#### Potongan Teks:
Elit Partai Ummat Temui Ketua DPD Bahas Presiden Tiga Periode
Indonesiaplus.id – Pimpinan elit Partai Ummat menemui Ketua Dewan Perwakilan Daerah (DPD) La Nyalla Mahmud Mattalitti pada Jumat (17/9/2021).
Dipimpin langsung oleh Ketua Umum Ridho Rahmadi berkonsultasi dan menanyakan perkembangan wacana memasukkan Pokok-Pokok Haluan Negara (PPHN) ke dalam UUD 1945 dan masa jabatan presiden tiga periode kepada La Nyalla.
Hadir dalam rombongan adalah Wakil Ketua Chandra Tirta Wijaya, Sekretaris Umum Ahmad Muhajir Sodruddin, dan Wakil Bendahara Umum Laila Istiana.
Ridho Rahmadi mengatakan bahwa PPHN cukup diatur dalam Undang-Undang yang dibuat DPR dan pemerintah. Ridho menilai PPHN ini tidak perlu masuk ke dalam UUD 1945 ataupun Tap MPR.
Ridho menilai wacana masuknya PPHN ke UUD 1945 cacat logika karena bertabrakan dengan semangat perjuangan reformasi 1998 yang telah merenggut nyawa mahasiswa dan penduduk sipil. Menghidupkan PPHN ibarat memutar balik waktu ke zaman pra reformasi.

(Catatan anotasi kontur)

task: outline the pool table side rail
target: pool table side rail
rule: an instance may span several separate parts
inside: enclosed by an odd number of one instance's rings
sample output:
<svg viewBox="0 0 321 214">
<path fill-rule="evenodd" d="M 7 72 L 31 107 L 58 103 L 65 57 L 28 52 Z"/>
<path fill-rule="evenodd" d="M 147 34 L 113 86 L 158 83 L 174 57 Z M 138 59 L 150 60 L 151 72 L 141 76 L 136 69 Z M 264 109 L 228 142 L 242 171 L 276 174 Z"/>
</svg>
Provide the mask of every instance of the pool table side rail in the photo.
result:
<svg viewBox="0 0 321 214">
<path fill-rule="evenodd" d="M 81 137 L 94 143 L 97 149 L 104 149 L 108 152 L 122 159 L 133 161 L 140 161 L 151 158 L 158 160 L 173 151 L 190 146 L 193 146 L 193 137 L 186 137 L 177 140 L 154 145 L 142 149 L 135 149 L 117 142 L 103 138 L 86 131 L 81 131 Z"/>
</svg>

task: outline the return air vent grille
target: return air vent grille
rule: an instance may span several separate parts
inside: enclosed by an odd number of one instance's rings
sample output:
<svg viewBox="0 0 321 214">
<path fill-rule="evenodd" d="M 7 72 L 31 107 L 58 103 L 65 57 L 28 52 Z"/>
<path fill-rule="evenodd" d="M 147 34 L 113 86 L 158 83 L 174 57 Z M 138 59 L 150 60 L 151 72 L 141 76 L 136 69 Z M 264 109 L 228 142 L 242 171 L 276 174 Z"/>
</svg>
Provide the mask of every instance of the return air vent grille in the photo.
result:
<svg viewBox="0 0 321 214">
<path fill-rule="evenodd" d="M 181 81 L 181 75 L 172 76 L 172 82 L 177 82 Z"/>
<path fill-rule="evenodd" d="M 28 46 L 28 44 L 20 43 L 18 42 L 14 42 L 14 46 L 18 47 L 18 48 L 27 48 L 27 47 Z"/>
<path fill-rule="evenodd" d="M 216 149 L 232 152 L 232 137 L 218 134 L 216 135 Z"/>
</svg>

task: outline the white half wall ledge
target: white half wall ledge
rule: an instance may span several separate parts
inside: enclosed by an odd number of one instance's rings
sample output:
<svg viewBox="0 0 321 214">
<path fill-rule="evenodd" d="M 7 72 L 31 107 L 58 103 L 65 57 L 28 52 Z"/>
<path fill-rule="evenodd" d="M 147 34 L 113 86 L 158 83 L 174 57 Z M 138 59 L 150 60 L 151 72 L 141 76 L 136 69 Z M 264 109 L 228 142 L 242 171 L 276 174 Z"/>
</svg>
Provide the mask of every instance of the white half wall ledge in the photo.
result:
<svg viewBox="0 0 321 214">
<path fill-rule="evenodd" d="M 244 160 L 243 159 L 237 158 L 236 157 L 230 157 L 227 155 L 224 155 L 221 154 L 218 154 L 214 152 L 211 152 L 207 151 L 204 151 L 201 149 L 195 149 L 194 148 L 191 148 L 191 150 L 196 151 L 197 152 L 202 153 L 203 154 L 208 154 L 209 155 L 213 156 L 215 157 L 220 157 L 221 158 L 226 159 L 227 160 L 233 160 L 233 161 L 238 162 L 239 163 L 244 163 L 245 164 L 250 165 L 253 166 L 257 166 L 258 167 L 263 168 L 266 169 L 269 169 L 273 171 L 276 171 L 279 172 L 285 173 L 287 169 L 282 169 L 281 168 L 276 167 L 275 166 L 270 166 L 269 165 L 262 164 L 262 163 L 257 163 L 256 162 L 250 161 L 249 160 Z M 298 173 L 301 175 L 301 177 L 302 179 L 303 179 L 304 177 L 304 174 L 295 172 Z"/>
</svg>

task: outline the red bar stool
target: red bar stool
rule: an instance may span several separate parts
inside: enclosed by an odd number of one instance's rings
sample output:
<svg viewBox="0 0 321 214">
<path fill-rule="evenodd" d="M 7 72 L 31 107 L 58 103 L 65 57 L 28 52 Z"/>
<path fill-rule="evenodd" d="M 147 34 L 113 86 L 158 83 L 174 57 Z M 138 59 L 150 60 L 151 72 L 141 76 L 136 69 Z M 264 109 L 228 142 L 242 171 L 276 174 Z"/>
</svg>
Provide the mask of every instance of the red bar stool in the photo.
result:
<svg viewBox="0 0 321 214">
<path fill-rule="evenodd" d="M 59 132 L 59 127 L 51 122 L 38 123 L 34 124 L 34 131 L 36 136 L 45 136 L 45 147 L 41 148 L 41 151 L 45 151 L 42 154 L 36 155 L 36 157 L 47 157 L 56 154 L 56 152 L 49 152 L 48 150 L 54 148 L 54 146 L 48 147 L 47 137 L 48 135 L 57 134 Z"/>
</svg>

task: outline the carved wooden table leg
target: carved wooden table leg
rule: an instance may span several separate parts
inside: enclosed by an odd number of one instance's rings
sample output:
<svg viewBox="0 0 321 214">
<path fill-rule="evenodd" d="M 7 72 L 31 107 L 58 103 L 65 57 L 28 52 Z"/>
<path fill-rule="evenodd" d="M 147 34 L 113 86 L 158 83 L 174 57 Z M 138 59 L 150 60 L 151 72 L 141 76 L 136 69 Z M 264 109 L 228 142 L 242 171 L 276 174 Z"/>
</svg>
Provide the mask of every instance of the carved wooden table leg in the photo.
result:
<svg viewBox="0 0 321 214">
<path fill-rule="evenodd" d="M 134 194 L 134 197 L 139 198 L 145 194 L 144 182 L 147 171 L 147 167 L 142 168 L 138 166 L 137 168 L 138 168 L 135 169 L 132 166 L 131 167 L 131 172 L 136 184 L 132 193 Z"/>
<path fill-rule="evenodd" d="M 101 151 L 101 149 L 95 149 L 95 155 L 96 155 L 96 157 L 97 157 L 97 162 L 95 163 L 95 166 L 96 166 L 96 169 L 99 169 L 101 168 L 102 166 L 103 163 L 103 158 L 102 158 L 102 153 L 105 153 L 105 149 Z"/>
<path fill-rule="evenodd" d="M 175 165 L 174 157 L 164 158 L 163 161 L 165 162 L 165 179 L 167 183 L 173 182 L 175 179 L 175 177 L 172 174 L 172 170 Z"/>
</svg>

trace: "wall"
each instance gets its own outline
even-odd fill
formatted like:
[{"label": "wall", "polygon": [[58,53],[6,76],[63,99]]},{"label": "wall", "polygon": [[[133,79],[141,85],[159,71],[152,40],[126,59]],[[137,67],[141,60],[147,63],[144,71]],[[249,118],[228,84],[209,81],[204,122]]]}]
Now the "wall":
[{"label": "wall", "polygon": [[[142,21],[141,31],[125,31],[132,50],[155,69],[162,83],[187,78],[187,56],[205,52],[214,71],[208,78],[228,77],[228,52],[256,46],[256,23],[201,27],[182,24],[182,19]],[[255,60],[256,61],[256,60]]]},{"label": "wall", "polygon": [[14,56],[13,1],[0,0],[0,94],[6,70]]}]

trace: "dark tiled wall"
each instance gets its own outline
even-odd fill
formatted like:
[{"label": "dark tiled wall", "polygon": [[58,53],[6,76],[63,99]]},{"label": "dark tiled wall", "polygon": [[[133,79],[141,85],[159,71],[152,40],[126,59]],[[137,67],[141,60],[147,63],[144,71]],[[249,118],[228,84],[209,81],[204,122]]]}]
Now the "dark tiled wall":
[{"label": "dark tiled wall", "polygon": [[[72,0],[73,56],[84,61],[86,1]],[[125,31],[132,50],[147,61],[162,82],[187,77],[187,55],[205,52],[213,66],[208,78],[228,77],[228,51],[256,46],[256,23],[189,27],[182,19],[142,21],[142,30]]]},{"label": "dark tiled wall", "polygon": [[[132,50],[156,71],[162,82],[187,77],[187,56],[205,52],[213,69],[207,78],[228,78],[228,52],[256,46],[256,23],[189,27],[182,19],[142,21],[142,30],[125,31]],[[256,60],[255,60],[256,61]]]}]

#### Tugas Anda:
1 > Untuk tiap pernyataan, tentukan apakah sesuai dengan berita tentang pertemuan Partai Ummat dengan Ketua DPD, lalu kutip kata-kata penentunya dari berita itu. (a) Pertemuan itu berlangsung pada hari Jumat. (b) Ridho Rahmadi berpendapat PPHN perlu dimasukkan ke dalam Tap MPR. (c) Sekretaris Umum yang ikut dalam rombongan adalah Chandra Tirta Wijaya.
2 > Sebutkan jumlah baris catatan yang memuat kata "grille". Tulis angkanya saja.

#### Jawaban Tiap Tugas:
1 >
(a) Ya. "pada Jumat (17/9/2021)"
(b) Tidak. "Ridho menilai PPHN ini tidak perlu masuk ke dalam UUD 1945 ataupun Tap MPR."
(c) Tidak. "Sekretaris Umum Ahmad Muhajir Sodruddin"

2 > 3